- WRITTEN EXERCISE:
Copy the rows below from the line containing "long dark hair" up to and including the last row, requests included. Multiply every x and y coordinate in the answer points by 1.5 and round to whole numbers (halves round up), leaving the numbers inside the requests and their format samples unchanged.

______

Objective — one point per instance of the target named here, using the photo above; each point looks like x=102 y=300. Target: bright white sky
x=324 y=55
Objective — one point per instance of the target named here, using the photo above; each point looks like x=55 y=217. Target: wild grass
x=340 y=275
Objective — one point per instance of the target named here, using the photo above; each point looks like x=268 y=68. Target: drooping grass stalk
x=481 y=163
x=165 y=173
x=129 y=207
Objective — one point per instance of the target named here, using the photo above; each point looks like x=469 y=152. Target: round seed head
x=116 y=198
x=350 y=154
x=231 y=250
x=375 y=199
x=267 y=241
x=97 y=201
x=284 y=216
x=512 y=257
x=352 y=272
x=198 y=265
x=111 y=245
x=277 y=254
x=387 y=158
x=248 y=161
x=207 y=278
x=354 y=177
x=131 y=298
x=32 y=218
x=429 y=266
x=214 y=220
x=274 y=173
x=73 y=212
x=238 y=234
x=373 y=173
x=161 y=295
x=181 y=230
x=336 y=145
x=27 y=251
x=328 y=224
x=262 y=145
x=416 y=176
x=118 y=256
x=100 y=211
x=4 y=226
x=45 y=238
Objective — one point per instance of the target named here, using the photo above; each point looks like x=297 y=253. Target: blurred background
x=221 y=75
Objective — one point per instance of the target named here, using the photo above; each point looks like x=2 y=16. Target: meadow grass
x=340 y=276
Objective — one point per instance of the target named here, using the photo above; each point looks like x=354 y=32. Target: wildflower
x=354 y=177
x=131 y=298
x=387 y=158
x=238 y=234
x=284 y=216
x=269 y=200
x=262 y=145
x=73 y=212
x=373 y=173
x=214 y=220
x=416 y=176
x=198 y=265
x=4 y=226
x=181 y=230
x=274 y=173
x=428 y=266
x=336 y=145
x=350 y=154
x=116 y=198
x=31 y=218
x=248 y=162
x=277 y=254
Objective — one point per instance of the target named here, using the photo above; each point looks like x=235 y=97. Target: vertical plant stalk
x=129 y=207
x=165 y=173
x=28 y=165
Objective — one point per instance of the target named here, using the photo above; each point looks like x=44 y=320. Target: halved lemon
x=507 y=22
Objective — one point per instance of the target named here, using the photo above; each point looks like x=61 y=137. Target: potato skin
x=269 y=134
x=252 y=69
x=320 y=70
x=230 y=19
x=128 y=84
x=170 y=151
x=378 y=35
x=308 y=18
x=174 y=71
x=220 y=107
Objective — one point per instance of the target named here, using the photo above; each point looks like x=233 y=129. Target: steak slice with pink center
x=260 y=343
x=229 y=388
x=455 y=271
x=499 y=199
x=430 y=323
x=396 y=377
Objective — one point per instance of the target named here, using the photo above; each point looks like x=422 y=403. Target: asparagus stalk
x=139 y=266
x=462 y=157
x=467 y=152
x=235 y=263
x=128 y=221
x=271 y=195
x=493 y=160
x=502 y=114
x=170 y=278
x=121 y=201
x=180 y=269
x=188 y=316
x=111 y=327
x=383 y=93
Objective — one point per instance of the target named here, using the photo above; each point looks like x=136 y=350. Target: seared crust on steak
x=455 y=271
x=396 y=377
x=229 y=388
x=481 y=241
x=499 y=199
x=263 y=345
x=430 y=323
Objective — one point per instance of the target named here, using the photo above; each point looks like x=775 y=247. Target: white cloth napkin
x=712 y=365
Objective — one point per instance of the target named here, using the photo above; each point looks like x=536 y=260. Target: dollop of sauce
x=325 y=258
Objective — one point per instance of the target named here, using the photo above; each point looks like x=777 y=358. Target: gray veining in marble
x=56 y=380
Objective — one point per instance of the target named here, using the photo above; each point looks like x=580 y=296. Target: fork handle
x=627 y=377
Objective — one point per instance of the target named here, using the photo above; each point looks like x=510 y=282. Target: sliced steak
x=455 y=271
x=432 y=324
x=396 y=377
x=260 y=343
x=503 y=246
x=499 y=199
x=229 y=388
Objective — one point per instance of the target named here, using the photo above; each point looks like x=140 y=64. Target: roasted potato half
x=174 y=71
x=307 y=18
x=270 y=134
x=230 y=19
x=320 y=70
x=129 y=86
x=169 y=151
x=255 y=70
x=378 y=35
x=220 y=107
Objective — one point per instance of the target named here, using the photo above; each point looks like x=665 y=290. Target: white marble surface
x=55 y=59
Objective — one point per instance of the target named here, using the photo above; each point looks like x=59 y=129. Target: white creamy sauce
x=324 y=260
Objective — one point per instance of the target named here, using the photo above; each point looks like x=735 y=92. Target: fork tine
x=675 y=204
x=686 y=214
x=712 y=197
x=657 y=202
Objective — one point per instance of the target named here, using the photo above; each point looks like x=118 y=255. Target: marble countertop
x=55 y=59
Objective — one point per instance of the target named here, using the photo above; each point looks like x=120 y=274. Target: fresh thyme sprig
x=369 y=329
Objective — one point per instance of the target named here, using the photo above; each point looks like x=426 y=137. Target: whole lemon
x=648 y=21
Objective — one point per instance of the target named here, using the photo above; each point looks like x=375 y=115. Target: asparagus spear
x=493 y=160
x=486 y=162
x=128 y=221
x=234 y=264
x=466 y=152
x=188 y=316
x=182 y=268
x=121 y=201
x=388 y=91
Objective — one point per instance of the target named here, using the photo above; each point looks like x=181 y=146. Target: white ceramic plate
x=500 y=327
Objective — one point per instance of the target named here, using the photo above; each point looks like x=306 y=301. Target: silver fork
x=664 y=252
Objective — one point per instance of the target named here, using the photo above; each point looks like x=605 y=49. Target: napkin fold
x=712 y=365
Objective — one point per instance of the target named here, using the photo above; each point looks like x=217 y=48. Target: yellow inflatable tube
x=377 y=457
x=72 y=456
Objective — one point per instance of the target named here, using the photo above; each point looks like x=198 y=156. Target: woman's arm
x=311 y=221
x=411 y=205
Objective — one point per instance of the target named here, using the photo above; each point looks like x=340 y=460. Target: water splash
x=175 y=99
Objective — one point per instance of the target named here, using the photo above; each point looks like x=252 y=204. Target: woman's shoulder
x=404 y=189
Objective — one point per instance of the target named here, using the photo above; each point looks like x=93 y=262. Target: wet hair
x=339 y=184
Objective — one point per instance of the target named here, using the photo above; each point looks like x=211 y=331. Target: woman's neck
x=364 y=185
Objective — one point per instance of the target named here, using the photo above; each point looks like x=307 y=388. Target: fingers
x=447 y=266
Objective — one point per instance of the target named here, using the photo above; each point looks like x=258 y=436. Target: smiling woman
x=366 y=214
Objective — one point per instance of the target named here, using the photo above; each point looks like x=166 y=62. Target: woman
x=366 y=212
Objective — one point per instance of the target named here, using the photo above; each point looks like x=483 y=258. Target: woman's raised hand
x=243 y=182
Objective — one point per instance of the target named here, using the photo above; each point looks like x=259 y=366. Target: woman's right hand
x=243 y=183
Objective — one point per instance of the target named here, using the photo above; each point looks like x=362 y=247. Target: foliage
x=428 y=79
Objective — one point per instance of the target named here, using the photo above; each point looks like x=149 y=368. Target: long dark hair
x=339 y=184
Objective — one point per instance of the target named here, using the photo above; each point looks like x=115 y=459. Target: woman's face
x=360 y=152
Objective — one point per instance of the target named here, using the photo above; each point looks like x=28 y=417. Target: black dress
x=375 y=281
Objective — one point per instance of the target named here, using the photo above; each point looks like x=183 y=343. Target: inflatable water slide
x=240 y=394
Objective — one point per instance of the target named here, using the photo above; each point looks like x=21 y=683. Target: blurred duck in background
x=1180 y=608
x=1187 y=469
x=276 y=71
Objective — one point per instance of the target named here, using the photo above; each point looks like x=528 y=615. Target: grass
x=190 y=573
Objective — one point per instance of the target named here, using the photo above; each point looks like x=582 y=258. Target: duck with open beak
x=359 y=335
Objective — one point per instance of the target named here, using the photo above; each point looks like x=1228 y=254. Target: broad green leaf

______

- EXPECTED ANSWER:
Objective — one point per instance of the target named here, using the photo above; each point looks like x=149 y=368. Target: long dark hair
x=509 y=276
Objective — one point per instance of the target named here, using the photo above; each point looks like x=115 y=459. Target: woman's face
x=540 y=228
Objective — one point per instance of the target named here, using the photo above; each point looks like x=28 y=417. Target: black dress
x=563 y=422
Objective — one point per instance of the target named here, using the photo above; each point looks like x=183 y=343. Target: inflatable water slide
x=360 y=591
Objective — one point per instance of the target named here, using the photo above; each point looks like x=21 y=683. Target: blurred duck in background
x=1770 y=912
x=1781 y=704
x=414 y=107
Objective — one point per instance of the target named here, using the photo above; each point looks like x=528 y=615. Target: grass
x=285 y=860
Objective — one point per instance of the target named here, using the photo above; each point looks like x=582 y=258. Target: duck with open beak
x=539 y=503
Objective — one point per instance of the target named here, using the photo above; each point looks like x=1228 y=254. Target: broad green leaf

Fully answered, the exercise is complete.